Page >>

↓

When he got to Boston, he was given the offer to be the pastor of a very influential church. He considered it an “unseparated church” and “durst not officiate it.” He went to Plymouth to be the assistant Pastor to Ralph Smith. This pastor said of Williams, “A man godly and zealous having many precious parts, but very unsettled in judgment.” Williams left this church because it was not separated enough.

He went to Salem and became the teacher of a church. He voiced opposition to the Puritans. He accused the King of England for being unchristian, was brought to court three times, and finally was banished into “those wild tracts of nature where the wolf, the bear, and the panther roamed in all their voracity.”14 It was during that time that the Indians welcomed him and took him into their wigwams.15

He fled to Providence to help John Clarke establish Rhode Island. Williams went to England himself to get the charter signed. When he came back to America, he wrote many pamphlets on religious liberty.

↑

Stored rows >>
↓

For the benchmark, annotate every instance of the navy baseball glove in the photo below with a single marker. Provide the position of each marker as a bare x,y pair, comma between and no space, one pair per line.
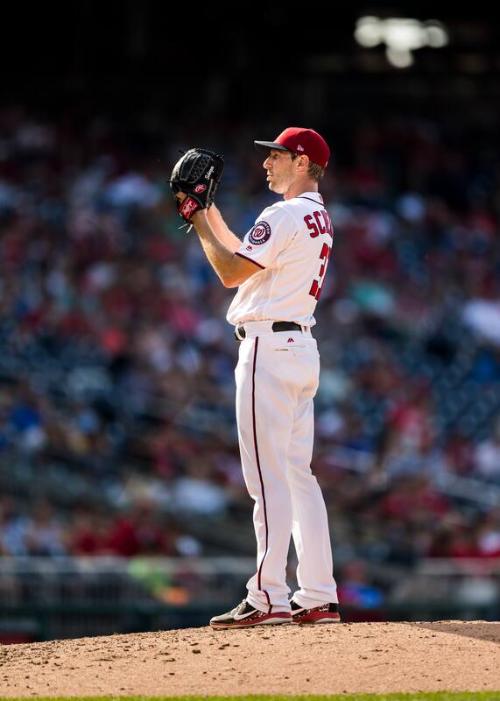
197,173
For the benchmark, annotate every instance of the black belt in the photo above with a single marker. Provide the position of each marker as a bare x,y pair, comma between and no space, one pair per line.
277,326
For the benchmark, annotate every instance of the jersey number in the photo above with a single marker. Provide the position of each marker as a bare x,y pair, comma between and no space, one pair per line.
317,284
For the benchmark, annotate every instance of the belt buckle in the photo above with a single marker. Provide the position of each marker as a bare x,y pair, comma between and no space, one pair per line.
237,333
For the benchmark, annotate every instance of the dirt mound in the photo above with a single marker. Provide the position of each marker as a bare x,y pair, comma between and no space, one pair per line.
359,657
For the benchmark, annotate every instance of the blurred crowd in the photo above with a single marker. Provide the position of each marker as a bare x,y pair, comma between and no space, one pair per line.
117,431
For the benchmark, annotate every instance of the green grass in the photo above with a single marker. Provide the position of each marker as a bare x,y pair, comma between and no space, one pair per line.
424,696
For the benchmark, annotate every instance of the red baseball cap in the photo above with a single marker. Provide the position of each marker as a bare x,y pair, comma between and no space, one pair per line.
302,141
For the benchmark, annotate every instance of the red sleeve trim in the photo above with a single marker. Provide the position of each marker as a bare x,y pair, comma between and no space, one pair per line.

↑

Directives >>
1. Please reproduce everything in the Williams passage from "When he got" down to "not separated enough.".
2. List every place name that appears in the Williams passage, each only once, in order of first mention.

Answers to each task >>
1.
When he got to Boston, he was given the offer to be the pastor of a very influential church. He considered it an “unseparated church” and “durst not officiate it.” He went to Plymouth to be the assistant Pastor to Ralph Smith. This pastor said of Williams, “A man godly and zealous having many precious parts, but very unsettled in judgment.” Williams left this church because it was not separated enough.

2.
Boston
Plymouth
Salem
England
Providence
Rhode Island
America